RECORDS FOR PROCESSING Start Marker

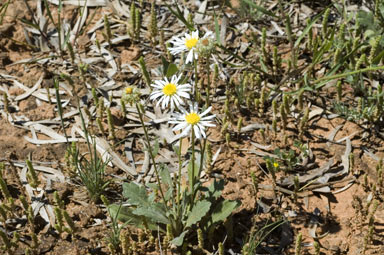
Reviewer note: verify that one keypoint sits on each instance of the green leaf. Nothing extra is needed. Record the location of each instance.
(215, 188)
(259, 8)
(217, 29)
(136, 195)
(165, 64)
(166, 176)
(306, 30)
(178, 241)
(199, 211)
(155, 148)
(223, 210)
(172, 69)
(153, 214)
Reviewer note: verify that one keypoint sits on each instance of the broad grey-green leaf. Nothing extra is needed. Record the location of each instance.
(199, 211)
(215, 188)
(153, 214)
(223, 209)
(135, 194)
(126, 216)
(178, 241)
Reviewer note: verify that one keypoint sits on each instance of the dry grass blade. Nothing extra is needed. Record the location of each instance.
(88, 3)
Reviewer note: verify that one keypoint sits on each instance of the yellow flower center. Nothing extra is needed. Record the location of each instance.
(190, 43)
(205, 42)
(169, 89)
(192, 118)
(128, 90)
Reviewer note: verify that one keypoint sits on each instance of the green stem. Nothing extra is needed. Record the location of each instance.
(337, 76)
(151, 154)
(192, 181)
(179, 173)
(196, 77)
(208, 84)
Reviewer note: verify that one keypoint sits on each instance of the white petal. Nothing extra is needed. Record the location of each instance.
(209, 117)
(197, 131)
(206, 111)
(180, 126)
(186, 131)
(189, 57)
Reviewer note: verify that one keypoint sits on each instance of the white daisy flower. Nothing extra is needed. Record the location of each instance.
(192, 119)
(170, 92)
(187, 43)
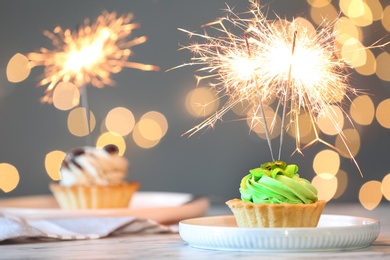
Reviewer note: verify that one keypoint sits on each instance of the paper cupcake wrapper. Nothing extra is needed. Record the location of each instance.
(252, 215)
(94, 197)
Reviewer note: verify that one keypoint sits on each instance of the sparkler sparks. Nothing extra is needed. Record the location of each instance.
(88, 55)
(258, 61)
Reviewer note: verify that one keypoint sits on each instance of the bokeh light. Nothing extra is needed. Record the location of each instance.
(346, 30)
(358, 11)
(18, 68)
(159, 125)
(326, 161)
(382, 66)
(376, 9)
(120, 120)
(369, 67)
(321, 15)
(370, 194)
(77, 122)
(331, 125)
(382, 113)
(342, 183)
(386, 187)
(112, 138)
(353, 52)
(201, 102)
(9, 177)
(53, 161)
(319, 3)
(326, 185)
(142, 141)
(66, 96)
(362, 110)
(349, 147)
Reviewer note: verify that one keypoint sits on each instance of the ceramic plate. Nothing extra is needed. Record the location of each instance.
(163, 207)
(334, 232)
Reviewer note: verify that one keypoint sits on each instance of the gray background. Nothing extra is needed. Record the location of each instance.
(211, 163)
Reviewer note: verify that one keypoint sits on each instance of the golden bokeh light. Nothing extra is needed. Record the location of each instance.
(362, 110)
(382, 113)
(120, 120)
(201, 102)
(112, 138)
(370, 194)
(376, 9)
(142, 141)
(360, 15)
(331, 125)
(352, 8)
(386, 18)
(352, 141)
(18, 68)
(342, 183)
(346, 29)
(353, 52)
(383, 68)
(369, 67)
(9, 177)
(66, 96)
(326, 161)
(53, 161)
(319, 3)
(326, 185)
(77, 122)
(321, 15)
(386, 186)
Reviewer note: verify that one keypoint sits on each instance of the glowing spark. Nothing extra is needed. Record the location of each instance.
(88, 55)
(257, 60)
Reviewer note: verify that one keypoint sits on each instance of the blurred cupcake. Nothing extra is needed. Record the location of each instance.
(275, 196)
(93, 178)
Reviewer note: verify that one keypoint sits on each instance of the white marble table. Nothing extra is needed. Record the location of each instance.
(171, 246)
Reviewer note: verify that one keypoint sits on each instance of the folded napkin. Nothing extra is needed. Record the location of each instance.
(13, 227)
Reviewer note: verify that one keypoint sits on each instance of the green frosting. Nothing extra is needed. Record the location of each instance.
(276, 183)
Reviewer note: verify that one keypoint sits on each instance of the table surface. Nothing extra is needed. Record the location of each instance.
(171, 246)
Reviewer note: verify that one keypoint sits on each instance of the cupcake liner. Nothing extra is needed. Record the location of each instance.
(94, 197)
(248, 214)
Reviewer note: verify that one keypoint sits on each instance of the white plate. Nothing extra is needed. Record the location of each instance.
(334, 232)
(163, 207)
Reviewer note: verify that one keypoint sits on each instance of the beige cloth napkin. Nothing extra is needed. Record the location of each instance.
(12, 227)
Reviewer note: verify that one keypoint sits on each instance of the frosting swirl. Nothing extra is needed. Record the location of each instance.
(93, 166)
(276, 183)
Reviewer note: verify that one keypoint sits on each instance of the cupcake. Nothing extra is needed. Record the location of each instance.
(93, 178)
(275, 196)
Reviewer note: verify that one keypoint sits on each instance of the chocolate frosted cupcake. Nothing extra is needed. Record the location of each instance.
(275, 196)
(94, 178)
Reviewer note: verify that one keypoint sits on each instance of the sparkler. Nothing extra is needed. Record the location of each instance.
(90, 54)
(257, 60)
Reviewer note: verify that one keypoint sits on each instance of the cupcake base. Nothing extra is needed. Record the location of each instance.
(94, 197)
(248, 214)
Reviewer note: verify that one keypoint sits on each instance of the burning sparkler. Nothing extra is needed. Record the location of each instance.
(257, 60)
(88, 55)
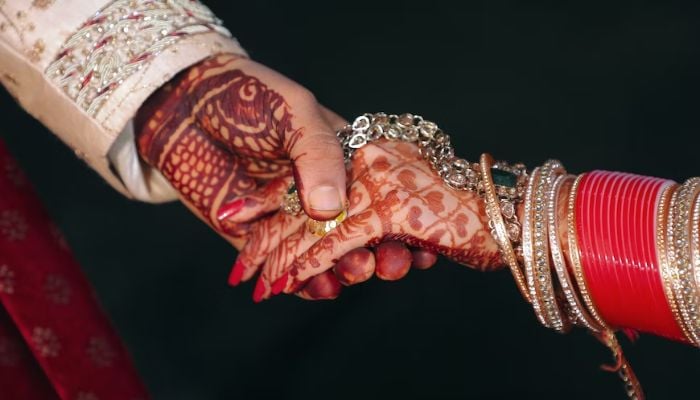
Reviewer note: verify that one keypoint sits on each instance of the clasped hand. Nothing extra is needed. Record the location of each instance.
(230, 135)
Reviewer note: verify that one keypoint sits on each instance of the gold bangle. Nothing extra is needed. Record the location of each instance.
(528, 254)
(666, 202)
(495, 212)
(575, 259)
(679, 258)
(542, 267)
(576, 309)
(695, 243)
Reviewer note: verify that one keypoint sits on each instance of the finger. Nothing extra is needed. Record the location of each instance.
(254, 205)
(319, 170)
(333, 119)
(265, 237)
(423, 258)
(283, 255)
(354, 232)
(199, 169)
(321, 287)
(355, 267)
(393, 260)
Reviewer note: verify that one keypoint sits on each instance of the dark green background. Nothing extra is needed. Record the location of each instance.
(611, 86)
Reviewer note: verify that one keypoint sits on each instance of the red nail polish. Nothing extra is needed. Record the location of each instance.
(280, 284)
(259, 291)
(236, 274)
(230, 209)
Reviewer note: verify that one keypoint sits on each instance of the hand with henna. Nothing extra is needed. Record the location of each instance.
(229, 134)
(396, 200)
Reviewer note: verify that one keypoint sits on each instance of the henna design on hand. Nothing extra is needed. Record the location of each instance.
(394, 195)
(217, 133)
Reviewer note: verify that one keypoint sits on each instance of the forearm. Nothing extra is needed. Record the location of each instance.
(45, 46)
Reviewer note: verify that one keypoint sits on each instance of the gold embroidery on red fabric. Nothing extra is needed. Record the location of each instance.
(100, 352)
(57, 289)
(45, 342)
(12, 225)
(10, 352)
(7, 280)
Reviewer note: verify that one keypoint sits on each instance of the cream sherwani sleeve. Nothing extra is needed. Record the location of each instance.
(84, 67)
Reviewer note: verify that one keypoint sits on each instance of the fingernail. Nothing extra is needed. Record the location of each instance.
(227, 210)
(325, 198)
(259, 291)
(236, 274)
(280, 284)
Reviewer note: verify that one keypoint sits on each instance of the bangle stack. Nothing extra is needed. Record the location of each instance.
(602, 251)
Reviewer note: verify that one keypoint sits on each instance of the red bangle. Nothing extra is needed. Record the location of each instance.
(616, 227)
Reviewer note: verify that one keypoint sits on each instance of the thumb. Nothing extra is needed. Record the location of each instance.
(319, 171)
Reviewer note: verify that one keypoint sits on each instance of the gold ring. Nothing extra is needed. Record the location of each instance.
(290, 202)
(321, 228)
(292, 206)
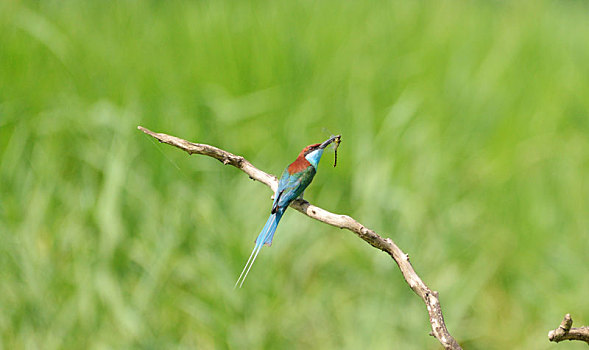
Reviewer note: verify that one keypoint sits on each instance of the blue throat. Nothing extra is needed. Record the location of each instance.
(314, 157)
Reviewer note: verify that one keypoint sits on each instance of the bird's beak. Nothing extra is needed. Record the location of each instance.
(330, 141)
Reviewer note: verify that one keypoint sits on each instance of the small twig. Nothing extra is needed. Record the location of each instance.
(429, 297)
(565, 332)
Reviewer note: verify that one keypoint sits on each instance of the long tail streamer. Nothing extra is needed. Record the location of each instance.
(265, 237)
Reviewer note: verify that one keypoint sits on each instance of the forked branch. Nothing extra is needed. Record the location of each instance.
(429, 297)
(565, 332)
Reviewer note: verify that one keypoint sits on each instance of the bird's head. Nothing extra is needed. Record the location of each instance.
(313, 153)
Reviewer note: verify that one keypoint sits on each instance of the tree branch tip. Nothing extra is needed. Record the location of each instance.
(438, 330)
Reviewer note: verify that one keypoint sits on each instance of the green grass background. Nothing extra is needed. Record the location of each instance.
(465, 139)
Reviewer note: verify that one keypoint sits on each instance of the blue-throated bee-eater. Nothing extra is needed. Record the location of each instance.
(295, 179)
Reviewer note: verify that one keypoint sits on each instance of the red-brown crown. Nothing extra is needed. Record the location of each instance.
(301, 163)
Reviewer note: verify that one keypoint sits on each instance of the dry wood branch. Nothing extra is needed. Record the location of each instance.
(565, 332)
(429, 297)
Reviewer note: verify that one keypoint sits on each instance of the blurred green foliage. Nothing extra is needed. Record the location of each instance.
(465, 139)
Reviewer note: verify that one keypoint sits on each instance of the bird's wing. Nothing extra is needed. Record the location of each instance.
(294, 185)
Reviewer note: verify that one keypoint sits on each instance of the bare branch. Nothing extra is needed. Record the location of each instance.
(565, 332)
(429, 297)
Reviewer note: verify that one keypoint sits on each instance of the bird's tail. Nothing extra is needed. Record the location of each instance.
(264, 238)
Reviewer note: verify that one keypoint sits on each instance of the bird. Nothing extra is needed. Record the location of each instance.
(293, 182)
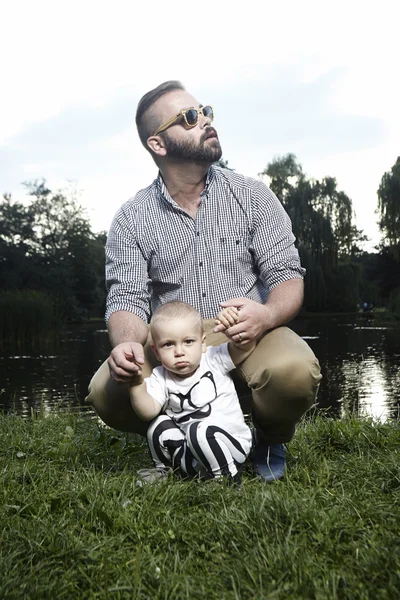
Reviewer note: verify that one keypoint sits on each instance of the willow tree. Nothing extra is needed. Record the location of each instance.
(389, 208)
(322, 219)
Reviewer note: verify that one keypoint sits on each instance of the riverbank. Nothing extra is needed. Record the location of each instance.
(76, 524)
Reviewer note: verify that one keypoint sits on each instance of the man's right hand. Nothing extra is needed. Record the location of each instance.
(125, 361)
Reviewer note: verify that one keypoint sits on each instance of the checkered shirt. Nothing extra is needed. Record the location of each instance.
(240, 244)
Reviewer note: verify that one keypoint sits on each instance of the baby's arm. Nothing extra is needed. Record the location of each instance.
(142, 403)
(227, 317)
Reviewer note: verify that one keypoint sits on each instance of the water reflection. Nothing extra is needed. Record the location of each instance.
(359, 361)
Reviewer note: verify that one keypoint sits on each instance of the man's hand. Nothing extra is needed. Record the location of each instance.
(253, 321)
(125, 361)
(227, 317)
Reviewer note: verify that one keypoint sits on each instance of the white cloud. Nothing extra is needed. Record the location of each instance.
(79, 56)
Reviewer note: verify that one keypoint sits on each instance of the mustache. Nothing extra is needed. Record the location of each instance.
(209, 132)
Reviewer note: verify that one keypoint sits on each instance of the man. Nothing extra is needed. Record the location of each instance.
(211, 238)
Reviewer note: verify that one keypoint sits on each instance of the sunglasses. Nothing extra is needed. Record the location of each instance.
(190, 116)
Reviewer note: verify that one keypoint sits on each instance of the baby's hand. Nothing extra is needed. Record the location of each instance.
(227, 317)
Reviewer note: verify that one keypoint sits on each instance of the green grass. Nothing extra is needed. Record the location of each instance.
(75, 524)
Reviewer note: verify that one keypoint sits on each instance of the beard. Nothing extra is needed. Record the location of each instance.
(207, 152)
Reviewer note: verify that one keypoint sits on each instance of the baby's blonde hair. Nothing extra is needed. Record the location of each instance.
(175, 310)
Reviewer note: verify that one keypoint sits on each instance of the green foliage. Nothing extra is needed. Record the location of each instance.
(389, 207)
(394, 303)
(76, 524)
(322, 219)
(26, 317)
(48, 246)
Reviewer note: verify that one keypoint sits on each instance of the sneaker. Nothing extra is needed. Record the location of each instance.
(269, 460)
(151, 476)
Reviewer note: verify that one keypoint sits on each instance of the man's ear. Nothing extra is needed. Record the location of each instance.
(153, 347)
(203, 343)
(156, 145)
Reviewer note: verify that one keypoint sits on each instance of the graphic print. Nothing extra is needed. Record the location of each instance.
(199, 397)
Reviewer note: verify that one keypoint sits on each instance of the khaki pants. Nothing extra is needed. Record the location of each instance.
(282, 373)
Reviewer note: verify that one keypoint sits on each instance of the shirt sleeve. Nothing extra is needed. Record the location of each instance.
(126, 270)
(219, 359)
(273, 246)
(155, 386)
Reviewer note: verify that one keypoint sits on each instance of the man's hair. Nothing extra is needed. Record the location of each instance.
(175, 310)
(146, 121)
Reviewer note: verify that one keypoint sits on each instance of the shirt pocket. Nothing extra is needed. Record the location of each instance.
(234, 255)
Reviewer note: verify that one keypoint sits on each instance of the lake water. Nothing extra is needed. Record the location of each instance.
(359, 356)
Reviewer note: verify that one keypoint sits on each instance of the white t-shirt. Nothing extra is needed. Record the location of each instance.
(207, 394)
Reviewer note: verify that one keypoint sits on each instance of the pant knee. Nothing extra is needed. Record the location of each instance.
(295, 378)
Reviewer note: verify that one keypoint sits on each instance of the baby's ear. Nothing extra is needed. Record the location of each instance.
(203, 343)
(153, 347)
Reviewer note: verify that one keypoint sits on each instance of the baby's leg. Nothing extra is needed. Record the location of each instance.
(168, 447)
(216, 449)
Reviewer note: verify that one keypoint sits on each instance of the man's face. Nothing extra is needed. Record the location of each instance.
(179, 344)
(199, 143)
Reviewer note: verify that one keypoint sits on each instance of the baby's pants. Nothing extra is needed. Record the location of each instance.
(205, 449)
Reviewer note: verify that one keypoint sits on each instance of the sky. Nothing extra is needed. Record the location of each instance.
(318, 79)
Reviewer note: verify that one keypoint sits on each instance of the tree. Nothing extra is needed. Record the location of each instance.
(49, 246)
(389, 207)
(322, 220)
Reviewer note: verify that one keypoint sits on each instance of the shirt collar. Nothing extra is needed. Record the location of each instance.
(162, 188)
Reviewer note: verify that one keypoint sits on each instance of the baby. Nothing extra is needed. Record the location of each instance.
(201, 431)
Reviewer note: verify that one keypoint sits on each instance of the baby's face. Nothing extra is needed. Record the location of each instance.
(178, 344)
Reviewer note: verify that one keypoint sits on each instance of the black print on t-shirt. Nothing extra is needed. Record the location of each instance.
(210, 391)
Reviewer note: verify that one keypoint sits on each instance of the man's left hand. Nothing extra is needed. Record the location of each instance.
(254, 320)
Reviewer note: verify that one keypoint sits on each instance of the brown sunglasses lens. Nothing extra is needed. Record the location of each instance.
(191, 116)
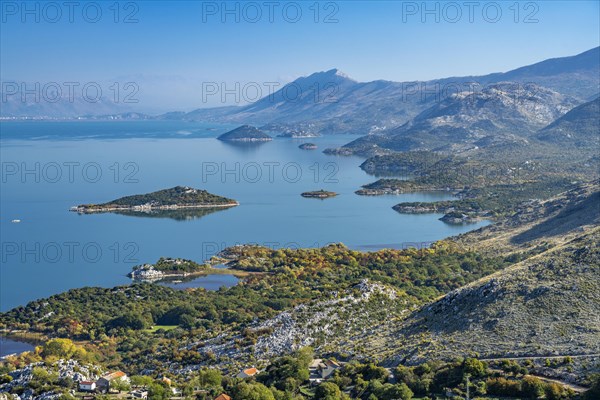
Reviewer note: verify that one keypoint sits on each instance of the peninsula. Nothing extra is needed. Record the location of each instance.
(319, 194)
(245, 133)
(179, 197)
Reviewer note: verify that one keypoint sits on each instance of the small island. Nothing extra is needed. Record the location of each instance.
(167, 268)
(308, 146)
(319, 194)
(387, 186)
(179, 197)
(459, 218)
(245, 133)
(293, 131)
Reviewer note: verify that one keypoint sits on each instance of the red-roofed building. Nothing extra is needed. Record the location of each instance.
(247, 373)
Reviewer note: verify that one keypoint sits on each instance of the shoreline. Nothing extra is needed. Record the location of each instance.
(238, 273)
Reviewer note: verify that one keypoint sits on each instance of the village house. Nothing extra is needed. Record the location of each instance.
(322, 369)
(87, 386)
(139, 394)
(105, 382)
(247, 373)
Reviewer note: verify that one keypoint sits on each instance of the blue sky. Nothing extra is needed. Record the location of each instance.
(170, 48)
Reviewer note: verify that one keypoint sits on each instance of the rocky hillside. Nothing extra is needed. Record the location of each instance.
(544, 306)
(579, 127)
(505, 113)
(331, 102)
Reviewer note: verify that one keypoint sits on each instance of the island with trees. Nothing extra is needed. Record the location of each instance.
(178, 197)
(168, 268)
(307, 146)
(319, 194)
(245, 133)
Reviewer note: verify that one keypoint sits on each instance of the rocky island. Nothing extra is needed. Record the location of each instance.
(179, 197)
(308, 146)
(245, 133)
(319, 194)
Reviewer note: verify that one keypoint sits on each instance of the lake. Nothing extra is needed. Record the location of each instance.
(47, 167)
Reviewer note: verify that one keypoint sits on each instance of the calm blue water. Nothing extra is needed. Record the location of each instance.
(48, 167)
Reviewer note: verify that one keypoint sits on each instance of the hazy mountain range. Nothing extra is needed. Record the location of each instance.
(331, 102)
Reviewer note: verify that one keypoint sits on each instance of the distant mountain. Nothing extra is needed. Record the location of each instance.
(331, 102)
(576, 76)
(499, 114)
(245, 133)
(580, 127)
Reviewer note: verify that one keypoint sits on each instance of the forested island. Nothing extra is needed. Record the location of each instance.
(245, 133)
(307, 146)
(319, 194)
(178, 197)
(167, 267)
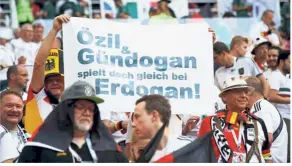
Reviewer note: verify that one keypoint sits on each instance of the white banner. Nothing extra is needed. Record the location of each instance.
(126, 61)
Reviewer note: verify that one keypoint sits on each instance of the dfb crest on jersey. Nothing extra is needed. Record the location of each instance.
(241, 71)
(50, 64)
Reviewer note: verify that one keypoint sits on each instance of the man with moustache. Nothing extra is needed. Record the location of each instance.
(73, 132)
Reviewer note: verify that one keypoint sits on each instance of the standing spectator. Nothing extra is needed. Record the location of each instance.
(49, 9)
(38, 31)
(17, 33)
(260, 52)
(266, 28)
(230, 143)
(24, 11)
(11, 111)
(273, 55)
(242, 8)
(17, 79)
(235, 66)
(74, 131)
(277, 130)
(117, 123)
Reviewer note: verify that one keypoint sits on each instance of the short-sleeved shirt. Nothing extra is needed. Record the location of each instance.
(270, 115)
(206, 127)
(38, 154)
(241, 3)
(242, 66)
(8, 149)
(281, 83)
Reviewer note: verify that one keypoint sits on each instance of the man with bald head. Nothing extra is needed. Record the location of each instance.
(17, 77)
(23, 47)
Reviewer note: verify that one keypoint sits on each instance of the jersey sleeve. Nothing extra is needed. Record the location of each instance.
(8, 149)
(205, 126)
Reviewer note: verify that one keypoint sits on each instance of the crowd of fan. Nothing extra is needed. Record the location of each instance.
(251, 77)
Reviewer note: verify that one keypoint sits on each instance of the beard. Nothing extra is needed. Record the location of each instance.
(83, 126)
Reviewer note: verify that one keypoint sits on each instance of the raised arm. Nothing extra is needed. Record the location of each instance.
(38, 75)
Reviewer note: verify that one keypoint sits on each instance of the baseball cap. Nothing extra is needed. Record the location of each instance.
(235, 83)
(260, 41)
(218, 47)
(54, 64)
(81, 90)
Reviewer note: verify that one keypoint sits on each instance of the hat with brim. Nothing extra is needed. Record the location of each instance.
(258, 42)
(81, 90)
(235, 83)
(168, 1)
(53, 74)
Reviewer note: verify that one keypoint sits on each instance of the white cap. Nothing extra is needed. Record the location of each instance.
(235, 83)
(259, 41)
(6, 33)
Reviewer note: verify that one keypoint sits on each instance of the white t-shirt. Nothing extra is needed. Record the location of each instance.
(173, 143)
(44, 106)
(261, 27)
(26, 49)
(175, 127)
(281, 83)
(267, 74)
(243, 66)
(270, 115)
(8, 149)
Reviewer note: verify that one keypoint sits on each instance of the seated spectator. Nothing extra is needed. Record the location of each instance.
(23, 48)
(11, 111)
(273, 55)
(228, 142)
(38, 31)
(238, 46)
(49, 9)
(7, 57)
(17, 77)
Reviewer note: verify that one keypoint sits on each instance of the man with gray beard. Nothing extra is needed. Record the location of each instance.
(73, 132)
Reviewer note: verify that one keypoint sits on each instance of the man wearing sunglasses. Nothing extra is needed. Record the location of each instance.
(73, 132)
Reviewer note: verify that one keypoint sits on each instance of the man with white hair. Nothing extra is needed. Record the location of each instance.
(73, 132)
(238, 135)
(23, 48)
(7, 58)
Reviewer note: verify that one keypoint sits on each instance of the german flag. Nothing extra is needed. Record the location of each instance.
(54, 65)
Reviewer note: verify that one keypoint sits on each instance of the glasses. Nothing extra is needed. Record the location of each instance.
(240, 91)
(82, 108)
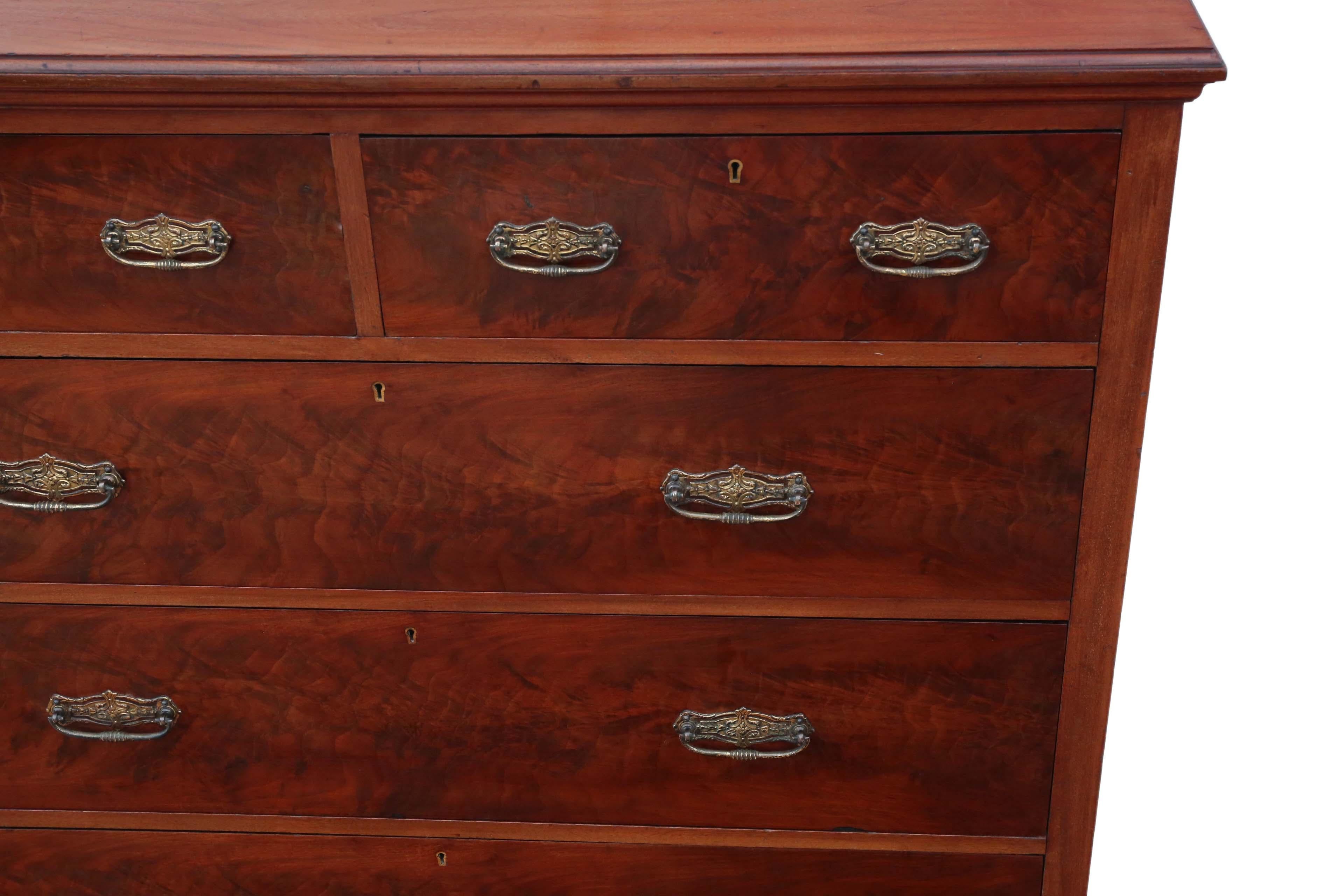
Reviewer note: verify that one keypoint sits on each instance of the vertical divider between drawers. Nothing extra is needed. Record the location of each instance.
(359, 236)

RECORDS FOR PROCESSING End Marker

» AIM OF THE EXERCISE: Leave out every picture and copy verbatim the lines running from the line containing "of the german" through the final line of the data.

» WRITTEN ANSWER:
Reviewer note: verify that one keypoint sits on each instance of the german flag. Nothing extra is needed. Record the location of each instance.
(54, 65)
Reviewer note: verify that one keypoint sits on each instance of the glasses. Nothing extra is needed. Record the location of each instance.
(240, 91)
(82, 108)
Reviewer note: verify that one keypoint sits on each instance of the vertical divider between drawers. Nothing extra is needed. Record the location of each instance.
(359, 236)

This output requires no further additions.